Следует признать, что власти средневековой Японии, считавшие самомумификацию противоречащей истинному буддийскому учению, по существу, были совершенно правы. Буддизм в своем изначальном виде не должен был и не мог давать повода к образованию реликвий, тем более такого рода, поскольку он, во-первых, призывает к отказу от суетных устремлений мирской жизни, следовательно, и от надежд на магическое действие каких-либо культовых объектов, а во-вторых, требует уничтожения телесных останков, принесения их как последней жертвы живым существам окружающей природы, отказа человека от воскрешения не только своей плоти, но и души, недаром слово «нирвана» в дословном переводе с санскрита означает «угасание». Однако закономерности развития тех религиозных учений, которые начинаются как абстрактная философско-этическая концепция, но вскоре обрастают обычными атрибутами традиционных религий, такими, как магия и фетишизм, привели к появлению и в буддизме культа различных всеобщих и локальных реликвий.
Реликвии религии синто
В предыдущих главах рассказывалось о реликвиях в исламе, буддизме и христианстве. Эти религии называют мировыми, потому что их проповедь обращена не к одному какому-нибудь народу, как, например, иудаизм, а носит межэтнический и космополитический характер. Конечно, и их реликвии в конкретных исторических условиях могут приобретать национальный характер, но важнейшие из них являются общими для всех верующих данной конфессии вне зависимости от национальной принадлежности.
Иное отношение к реликвиям наблюдается в Японии, где религиозная ситуация очень специфична. Современное население Японии в целом мало религиозно. Социологические обследования, например, показывают, что около 70 % японцев вообще не считают себя верующими людьми.
Однако одно дело отвел на прямо поставленный вопрос социологической анкеты, а другое — реальная жизнь, в которой бывают самые различные ситуации. За последние годы число лиц, называющих себя верующими, несколько возросло. Если по опросам 1973 г. их было всего 25 %, то в 1978 и в 1983 гг. — около 33–34 %. Но почти 70 % японцев в тех же опросах заявили, что в целом религия обществу нужна, или, по крайней мере, в принципе считают религию положительным общественным фактором. В опросе японского радио и телевидения (Ниппон Хосо Кёкай) в 1983 г. помимо вопроса об исповедовании религии был вопрос о том, относится ли анкетируемый с симпатией к какой-либо конфессии. Оказалось, что буддизм исповедуют 27 % опрошенных, но симпатизируют ему 63 %; по синтоизму соответствующие цифры были 3 и 18 %, по христианству — 1,5 и 12 %.
◇ ◇ ◇ ◇ ◇ ◇ ◇
Задания для выполнения:
(a) Изложите отрывок о реликвиях в двух предложениях.
(b) Допишите продолжение отрывка о реликвиях, начиная после его последнего предложения.
Строки, приведенные далее, к отрывку о реликвиях не относятся.

Исходные данные:
◇ ◇ ◇ ◇ ◇ ◇ ◇
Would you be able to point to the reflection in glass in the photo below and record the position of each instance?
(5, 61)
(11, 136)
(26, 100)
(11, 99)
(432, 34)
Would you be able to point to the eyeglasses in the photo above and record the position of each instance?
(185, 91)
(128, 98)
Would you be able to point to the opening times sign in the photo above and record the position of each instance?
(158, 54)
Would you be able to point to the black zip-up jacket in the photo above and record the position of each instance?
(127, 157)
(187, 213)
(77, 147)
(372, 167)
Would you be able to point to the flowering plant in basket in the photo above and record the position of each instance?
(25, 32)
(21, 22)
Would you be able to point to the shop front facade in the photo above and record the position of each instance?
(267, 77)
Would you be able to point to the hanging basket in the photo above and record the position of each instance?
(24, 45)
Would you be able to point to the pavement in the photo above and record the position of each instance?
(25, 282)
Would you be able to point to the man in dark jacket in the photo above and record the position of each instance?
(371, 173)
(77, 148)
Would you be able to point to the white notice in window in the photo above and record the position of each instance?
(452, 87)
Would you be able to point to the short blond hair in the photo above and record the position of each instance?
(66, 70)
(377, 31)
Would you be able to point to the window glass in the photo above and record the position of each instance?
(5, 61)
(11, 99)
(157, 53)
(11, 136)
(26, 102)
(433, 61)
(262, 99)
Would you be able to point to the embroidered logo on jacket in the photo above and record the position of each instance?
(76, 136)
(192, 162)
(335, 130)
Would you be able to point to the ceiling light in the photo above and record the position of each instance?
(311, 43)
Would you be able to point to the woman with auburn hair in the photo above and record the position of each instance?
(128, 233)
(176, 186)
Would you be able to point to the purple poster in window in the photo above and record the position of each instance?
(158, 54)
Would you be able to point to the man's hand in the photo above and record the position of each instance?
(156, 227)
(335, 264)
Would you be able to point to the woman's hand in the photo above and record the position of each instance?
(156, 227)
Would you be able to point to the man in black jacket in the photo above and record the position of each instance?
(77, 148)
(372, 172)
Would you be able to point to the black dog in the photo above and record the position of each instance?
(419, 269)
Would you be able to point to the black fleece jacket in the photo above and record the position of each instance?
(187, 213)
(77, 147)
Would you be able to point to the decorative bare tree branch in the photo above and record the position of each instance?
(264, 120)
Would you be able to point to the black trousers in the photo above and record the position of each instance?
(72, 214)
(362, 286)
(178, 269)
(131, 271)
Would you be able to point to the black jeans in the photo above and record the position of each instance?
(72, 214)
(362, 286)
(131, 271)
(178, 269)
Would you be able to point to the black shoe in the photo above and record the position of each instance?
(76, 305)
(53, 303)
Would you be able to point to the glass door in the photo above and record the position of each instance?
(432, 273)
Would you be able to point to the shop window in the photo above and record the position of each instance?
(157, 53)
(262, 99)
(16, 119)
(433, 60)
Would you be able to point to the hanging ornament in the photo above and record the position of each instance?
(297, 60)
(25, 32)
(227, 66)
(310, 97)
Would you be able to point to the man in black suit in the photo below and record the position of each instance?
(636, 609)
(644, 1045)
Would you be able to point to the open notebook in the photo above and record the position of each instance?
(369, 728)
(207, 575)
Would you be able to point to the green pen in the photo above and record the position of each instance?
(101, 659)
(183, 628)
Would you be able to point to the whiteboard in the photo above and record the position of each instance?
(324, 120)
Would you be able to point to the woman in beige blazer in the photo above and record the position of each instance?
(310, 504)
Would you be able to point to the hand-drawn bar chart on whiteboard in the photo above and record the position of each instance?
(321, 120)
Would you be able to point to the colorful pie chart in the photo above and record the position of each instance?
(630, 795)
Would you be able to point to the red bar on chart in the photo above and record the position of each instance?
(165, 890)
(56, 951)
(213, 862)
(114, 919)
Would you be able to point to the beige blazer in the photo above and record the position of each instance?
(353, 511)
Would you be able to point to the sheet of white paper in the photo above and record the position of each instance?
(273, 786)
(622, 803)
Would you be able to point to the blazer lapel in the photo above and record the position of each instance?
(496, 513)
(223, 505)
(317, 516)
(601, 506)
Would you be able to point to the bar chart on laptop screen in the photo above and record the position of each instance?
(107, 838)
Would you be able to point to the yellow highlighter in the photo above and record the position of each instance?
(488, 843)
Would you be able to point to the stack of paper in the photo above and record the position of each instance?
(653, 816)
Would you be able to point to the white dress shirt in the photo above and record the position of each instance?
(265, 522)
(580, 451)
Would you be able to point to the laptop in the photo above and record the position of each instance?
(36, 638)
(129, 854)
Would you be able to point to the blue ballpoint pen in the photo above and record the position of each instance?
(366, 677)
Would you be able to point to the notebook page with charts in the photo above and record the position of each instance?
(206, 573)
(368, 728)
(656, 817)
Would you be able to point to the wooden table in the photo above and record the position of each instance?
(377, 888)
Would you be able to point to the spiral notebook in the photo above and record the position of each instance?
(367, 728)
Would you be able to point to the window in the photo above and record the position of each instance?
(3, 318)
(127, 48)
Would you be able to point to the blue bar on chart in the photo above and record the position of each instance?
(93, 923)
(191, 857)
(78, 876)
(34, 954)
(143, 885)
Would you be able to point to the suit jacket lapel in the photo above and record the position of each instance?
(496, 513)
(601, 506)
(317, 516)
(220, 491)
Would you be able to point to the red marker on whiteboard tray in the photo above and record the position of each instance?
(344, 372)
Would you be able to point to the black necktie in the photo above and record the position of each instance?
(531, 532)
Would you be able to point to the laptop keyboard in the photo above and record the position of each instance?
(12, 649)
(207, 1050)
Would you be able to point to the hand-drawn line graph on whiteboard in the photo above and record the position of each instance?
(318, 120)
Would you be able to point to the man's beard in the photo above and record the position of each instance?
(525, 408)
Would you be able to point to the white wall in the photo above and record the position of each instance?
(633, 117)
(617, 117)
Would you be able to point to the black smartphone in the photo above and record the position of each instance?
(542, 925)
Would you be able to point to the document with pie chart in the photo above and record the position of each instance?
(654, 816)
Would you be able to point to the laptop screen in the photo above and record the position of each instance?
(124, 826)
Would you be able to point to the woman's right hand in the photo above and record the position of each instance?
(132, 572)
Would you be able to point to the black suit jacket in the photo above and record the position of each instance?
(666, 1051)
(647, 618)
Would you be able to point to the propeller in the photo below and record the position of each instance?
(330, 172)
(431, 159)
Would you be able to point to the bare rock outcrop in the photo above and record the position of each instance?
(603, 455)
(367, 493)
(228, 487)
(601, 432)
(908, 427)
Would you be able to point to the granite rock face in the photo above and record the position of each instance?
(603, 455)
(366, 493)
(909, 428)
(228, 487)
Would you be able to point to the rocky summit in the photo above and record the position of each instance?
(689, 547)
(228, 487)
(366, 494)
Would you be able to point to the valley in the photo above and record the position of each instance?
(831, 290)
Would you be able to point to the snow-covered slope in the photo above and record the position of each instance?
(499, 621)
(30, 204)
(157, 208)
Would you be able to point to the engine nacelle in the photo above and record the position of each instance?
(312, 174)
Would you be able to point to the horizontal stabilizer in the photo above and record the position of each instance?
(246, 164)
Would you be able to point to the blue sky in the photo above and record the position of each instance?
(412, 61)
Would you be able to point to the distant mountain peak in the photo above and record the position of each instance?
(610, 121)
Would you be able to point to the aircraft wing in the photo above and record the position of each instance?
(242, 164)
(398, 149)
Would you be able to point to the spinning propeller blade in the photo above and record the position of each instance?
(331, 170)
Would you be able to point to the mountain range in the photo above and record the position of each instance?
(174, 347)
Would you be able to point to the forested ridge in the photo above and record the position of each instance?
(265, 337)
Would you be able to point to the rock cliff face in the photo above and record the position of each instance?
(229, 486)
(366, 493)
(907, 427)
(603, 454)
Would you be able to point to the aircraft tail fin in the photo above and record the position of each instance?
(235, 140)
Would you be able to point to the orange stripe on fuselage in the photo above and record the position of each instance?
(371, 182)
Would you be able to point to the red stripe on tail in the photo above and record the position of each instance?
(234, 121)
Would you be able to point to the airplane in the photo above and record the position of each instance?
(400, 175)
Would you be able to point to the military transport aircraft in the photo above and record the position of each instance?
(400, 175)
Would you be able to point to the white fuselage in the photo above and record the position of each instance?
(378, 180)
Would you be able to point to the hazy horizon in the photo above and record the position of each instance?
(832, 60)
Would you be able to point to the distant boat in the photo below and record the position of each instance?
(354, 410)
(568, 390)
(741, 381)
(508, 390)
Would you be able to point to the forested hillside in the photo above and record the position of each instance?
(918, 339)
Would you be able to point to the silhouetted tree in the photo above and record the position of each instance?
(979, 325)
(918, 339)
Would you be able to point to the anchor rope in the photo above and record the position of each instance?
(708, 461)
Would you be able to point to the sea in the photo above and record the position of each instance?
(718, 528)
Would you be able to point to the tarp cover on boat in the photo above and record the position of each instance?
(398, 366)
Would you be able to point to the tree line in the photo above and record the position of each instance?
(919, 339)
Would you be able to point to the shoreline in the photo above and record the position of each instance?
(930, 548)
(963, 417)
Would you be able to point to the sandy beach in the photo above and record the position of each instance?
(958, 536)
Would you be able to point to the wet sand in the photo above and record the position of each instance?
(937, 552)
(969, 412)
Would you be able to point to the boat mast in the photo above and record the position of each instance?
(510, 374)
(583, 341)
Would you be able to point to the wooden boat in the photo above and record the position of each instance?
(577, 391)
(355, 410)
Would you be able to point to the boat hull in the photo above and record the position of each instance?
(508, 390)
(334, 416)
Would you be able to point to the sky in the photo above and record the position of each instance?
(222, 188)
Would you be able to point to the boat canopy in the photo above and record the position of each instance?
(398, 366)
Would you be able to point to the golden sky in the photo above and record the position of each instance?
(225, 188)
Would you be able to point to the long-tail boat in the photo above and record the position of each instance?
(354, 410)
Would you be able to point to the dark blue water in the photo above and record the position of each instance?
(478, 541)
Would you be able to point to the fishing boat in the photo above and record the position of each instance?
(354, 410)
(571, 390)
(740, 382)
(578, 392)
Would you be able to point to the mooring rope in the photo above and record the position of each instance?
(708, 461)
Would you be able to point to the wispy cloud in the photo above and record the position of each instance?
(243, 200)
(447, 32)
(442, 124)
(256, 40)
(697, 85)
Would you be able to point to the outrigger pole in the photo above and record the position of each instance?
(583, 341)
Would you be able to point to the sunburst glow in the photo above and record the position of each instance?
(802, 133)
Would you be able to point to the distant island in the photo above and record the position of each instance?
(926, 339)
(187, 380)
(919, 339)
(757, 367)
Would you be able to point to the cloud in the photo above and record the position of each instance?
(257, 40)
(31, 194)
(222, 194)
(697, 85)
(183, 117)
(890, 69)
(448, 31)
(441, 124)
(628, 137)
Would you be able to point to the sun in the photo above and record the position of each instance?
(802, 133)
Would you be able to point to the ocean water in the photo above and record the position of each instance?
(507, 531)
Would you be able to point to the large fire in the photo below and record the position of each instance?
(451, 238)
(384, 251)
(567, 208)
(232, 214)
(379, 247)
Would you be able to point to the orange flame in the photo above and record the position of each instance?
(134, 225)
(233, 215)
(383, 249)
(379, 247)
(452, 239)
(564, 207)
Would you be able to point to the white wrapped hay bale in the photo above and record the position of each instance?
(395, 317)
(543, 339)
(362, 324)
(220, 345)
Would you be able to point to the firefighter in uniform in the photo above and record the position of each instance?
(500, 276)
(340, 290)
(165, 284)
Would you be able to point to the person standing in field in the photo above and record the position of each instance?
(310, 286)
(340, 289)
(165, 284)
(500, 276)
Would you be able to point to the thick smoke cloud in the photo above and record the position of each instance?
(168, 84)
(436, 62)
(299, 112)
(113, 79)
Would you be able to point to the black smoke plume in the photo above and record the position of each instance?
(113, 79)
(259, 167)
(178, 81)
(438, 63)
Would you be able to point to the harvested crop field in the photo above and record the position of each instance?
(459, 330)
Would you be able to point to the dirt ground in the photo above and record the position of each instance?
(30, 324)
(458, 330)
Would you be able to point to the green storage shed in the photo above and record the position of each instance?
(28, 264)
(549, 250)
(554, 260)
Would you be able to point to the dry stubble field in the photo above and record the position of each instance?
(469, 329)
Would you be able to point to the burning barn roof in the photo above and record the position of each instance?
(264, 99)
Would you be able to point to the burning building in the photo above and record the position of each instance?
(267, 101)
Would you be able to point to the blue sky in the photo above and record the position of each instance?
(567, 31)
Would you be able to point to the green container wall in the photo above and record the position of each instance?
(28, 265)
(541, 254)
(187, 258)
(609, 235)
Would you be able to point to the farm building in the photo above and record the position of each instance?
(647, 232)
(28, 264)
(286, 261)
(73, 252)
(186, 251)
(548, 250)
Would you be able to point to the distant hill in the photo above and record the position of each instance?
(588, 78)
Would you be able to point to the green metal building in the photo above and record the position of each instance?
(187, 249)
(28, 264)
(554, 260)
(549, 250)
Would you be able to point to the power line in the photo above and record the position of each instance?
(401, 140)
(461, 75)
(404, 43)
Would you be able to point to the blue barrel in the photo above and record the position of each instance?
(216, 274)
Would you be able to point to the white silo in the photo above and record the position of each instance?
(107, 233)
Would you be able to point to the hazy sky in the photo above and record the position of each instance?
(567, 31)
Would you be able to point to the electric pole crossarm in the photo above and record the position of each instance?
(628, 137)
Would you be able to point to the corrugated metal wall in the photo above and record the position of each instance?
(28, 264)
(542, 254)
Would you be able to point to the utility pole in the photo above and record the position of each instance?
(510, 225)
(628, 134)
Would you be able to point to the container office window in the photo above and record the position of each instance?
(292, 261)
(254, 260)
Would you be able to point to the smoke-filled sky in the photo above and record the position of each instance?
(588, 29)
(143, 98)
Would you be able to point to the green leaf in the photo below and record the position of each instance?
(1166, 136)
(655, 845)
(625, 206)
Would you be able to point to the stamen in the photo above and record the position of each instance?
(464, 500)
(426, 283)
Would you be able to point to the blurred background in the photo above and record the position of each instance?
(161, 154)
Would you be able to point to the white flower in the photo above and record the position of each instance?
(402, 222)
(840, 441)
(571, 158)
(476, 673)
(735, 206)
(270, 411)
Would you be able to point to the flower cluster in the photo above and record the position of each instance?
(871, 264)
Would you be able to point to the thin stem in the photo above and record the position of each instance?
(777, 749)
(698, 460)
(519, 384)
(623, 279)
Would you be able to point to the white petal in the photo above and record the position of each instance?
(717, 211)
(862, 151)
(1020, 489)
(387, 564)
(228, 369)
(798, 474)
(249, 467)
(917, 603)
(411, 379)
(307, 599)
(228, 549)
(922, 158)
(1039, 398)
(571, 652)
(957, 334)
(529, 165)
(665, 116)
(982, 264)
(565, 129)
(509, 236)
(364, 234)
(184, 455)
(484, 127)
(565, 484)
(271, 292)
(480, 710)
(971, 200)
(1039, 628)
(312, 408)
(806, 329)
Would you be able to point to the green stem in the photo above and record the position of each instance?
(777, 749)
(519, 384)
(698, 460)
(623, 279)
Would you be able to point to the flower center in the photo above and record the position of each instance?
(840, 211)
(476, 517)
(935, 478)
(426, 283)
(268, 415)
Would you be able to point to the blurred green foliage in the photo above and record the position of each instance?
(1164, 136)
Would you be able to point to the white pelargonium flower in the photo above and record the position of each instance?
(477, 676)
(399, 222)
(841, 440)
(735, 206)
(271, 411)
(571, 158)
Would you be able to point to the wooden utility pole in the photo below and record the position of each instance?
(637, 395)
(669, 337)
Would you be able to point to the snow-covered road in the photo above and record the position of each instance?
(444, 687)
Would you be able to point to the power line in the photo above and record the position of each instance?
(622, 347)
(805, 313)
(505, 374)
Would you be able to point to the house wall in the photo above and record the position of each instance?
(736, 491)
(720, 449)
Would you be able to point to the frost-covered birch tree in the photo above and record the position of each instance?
◇ ◇ ◇ ◇ ◇ ◇ ◇
Ответы к заданиям:
(a) Изначальный буддизм, требующий отказа от мирских устремлений и уничтожения телесных останков, не давал повода к почитанию реликвий, однако, обрастая магией и фетишизмом, как и другие традиционные религии, он пришел к культу реликвий. Иначе к реликвиям относятся в Японии с ее специфичной религиозной ситуацией: около 70 % японцев не считают себя верующими, хотя почти столько же признают религию нужной обществу, а симпатизирующих буддизму, синтоизму и христианству заметно больше, чем их исповедующих.

(b)
Современная Япония в целом выглядит достаточно типично для любой индустриально высокоразвитой капиталистической страны. Корпуса заводских цехов, шары и цилиндры газо- и нефтехранилищ, линии электропередач, виадуки рельсовых и автомобильных дорог, небоскребы отелей и административных зданий, плотно застроенные кварталы многоквартирных жилых домов, а в пригородах тесно сбившиеся сгустки индивидуальных маленьких коттеджей — вот основные компоненты этого индустриального пейзажа. И лишь местами резким контрастом на этом фоне выделяются храмы — массивные деревянные здания с прихотливо выгнутыми темными черепичными или металлическими крышами, с колоннами, покрытыми темно-красным лаком, почти всегда окруженные пусть небольшим, но густым и тенистым парком, с горбатыми мостиками, причудливыми декоративными воротами, как будто прямо сошедшими в этот современный мир с листов старинных гравюр Хиросигэ и Хокусая.
Если только храм не относится к числу знаменитых памятников старинной архитектуры, около которых всегда теснятся автобусы с экскурсантами, то обычно и сам он, и его парк малолюдны или почти безлюдны. Людей, пришедших просто помолиться, в обычные дни здесь увидишь нечасто.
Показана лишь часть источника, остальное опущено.